**Exercise task A:**
Reproduce the part of the vivarium stack build thread starting with "# New stack" and going on through "on the eye.".
**Exercise task B:**
Please carry the vivarium stack build thread further, picking up right after its last sentence.

# New stack build



## gibzy (Sep 5, 2005)

Well after a long while i have taken the plunge and started wwork on my Viv/Exo stack. Reps are housed in a bit of a shambles at the present and wanted to build something a little more pleasing on the eye.

First was to draw up the master plan. total Rack Size is to be 5' x 4' x 2', made with 18mm thick MDF









Bottom left tank will be for our BD's, 3 tanks above will house the Leos, and the one on the right and side will be for my Exo (cresties). As for the small part on the lower right hand size, unsure whether to utilize it as a storage cupboard of use it for a smaller rep. Whats your opinions?

So after spending the best part of 2 hours manual labour i came up with this









As this is going to be a dual layer unit i had to batton around the ourside of the stack using 2"x1".
Inbetween these two layers will be 25mm insulation and all electrical cabling. (please excuse all of the tools that have taken up residence for the evening)









And a closer shot









Tomorrow evening i will be adding more pics of my working day.

Please feel free to commet, Thanks


----------



## Trezeck (Sep 13, 2010)

In your plan, don't the 3 smaller vivs on left hand side should be in the dimensions of 2x1x2 and not 2x2x1? As it's length x height x depth if i'm correct. Just a small note so you don't make wrong cuts 

And good luck pal, looking forward to final result.


----------



## Meko (Apr 29, 2007)

or the big one should be 2x2x3..


----------



## gibzy (Sep 5, 2005)

Opps, sould have used the tried and tested method of HxLxD, must have had a senior moment there.
But......................... the materplan has now gone out the window, as i took delivery of another ebay Exo terra special. A 24"x18"x24" with heatmats, UVb, jungle vines etc for only £20.

(Labeling and segmentation data)
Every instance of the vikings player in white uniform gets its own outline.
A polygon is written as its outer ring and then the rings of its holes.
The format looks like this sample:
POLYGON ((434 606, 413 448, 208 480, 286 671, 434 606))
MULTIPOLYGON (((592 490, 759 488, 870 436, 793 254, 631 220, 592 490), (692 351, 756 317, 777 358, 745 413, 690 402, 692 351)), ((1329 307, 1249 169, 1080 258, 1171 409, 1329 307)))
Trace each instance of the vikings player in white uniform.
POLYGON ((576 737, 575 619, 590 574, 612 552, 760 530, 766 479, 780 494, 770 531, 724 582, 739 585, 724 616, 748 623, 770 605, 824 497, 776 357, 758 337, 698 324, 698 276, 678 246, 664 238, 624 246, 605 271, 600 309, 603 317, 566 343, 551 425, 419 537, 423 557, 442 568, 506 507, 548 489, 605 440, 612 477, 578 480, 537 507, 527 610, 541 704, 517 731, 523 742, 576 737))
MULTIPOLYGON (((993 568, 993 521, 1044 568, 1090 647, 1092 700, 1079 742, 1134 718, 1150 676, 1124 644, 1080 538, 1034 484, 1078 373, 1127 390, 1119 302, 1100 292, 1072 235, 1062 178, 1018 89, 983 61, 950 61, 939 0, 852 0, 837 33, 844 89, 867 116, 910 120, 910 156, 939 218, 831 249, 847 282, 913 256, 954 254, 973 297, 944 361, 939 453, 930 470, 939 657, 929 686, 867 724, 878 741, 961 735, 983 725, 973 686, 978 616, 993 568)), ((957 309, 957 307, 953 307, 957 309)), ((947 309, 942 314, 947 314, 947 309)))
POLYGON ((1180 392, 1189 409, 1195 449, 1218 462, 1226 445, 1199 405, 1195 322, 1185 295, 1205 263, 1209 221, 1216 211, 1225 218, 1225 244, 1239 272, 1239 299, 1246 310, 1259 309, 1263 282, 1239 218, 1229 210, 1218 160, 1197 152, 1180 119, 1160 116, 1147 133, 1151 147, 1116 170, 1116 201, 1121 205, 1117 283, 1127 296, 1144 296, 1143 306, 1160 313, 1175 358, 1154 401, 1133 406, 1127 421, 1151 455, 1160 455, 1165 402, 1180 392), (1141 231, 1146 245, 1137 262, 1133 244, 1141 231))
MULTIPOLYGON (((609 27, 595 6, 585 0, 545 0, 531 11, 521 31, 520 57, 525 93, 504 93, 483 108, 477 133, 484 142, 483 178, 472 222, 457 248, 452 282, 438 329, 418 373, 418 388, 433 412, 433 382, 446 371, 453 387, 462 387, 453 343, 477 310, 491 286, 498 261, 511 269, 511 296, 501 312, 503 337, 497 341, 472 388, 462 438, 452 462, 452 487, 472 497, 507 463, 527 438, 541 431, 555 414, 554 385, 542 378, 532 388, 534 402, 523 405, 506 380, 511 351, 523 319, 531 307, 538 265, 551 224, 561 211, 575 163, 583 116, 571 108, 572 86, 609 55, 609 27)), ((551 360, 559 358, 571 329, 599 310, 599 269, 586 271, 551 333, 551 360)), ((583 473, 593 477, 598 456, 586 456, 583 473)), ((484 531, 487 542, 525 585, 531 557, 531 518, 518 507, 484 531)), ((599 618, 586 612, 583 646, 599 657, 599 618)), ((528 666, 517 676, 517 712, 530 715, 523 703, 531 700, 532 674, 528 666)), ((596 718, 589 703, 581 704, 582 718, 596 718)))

**Task answer A:**
# New stack build



## gibzy (Sep 5, 2005)

Well after a long while i have taken the plunge and started wwork on my Viv/Exo stack. Reps are housed in a bit of a shambles at the present and wanted to build something a little more pleasing on the eye.

**Task answer B:**
So now there will be a 2x4x2 viv on the bottom, and then two Exo side by side above it. 1x 18"x18"x24" and 1x 24"x18"x24".
Managed to put the shelf in today and finish the external battoning ready for insulation, outer skin, paint, seal and dressing.









Thanks


----------



## gibzy (Sep 5, 2005)

*Monday night update*

Just a small update tonight. Painted the internal top half with the same colour as my existing wall (not the one in the background), and started to add the front finishing pieces


----------



## beccaA! (Apr 8, 2010)

Its looking good so far :2thumb::2thumb:


----------



## gibzy (Sep 5, 2005)

beccaA! said:


> Its looking good so far :2thumb::2thumb:


Thank you becca, hopefully it will be finished soon, fingers crossed


----------



## gibzy (Sep 5, 2005)

Just a small update from the last hours work. Filled and sanded all joints and screw heads. Cut the partition wood ready for the split between exo and three smaller tanks. 
Will update more tomorrow evening


----------



## gibzy (Sep 5, 2005)

Another quick update. Decided to split the left side into two vivs. All supporting pieces in place, and now a trip to bnq to get some more mdf 









More pics to follow later on


----------



## gibzy (Sep 5, 2005)

*Sunday night Update*

Well bit of a lazy day today only managed to start on the inspection panel at the rear of the rear of the unit.

In total the 4 gang extension will be running a total of 3 heatmats, 2 UVB's and 3 sets of lights. hopefully i will be able to run all of the lights off through one junction box, and heatmats through the other.

Pic of progress so far.









All comments welcome


----------



## berry1 (Sep 25, 2010)

youve inspired me to start a nother build well done so far just wondering how much as it cost so far so i get an idea of the cost its going to cost me also how much was the mdf fab work


----------



## gibzy (Sep 5, 2005)

*Monday night update*

managed to get the hatch sorted fo the ecetrical inspection board. used a spare piece of 10mm MDF, will be putting some vents in it the weekend to make sure there is no excessive over hreating issues with the electrical items.


















berry1: The total spend so far is as follows (costs are sub totals for the line)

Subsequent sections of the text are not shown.